* GOAL
From the county budget passage below, output a verbatim copy of the stretch that begins with the words "While monies for" and stops after "make improvements locally.".

For the fourth year in a row, the county general budget has seen revenues declining or remaining static, with expenses increasing. According to County Judge, Brandon Ellison, while a balanced budget was passed in November of 2013 it was not easy to write.  “We can only budget what we actually anticipate we will receive and the Treasurer will help us keep up with what has come in throughout the year to make sure our budget stays on target. The 2014 budget is very lean and the county needs to see an increase in revenues for 2015, I’m not sure where we can make additional cuts.”

While monies for the county come from several different sources, the most significant amount comes from the permanent one cent sales tax.  In 2009 the sales tax receipts for Polk County were $1,428,369.06 and in 2013 the sales tax receipts have declined to $1,409,555.94.  The 2010 and 2011 figures were $1,387,593.78 and $1,374,213.94 consecutively.  While 2013 did see a minor increase from the previous years it still has shown a sharp decrease from 2009, with an increase in expense due to inflation.  The money collected goes to the Arkansas Department of Finance and Administration where they collect a fee for handling it before it is returned to the county.  It is vital for members of Polk County to make purchases in Polk County so the sales tax money can remain in the county and be used to make improvements locally.

Another area money comes to the county is through the personal property and real estate taxes.  “What is important to understand is that the county receives just a small portion of the property tax revenue, the majority goes to the schools.  A simple example, if a person pays $1000 in personal property and real estate taxes, $800 goes to the public school system, the county sees less than $200.  I encourage readers to check their property tax statement to find their personal breakdown,” Ellison explained.

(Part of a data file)
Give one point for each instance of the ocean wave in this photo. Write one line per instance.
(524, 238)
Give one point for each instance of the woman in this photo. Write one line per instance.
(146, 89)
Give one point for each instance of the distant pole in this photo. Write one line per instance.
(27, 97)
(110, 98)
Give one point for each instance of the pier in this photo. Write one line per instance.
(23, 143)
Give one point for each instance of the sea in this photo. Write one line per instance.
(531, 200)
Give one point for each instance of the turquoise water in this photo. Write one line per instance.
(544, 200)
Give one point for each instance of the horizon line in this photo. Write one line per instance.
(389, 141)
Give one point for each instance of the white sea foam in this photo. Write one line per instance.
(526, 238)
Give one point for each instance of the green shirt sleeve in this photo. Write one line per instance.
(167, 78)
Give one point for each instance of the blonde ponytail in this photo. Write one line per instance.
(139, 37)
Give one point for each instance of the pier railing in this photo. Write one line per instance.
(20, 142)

--

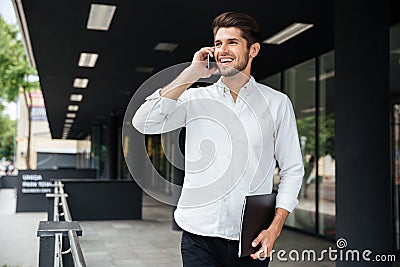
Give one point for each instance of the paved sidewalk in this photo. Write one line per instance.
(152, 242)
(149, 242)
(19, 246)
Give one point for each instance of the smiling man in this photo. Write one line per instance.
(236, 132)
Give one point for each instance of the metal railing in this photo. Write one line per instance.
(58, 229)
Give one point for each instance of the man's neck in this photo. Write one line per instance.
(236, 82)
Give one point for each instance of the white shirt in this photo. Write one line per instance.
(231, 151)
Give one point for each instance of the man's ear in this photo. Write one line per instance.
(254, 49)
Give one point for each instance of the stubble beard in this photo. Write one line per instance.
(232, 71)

* RESULT OF THIS EXERCISE
While monies for the county come from several different sources, the most significant amount comes from the permanent one cent sales tax.  In 2009 the sales tax receipts for Polk County were $1,428,369.06 and in 2013 the sales tax receipts have declined to $1,409,555.94.  The 2010 and 2011 figures were $1,387,593.78 and $1,374,213.94 consecutively.  While 2013 did see a minor increase from the previous years it still has shown a sharp decrease from 2009, with an increase in expense due to inflation.  The money collected goes to the Arkansas Department of Finance and Administration where they collect a fee for handling it before it is returned to the county.  It is vital for members of Polk County to make purchases in Polk County so the sales tax money can remain in the county and be used to make improvements locally.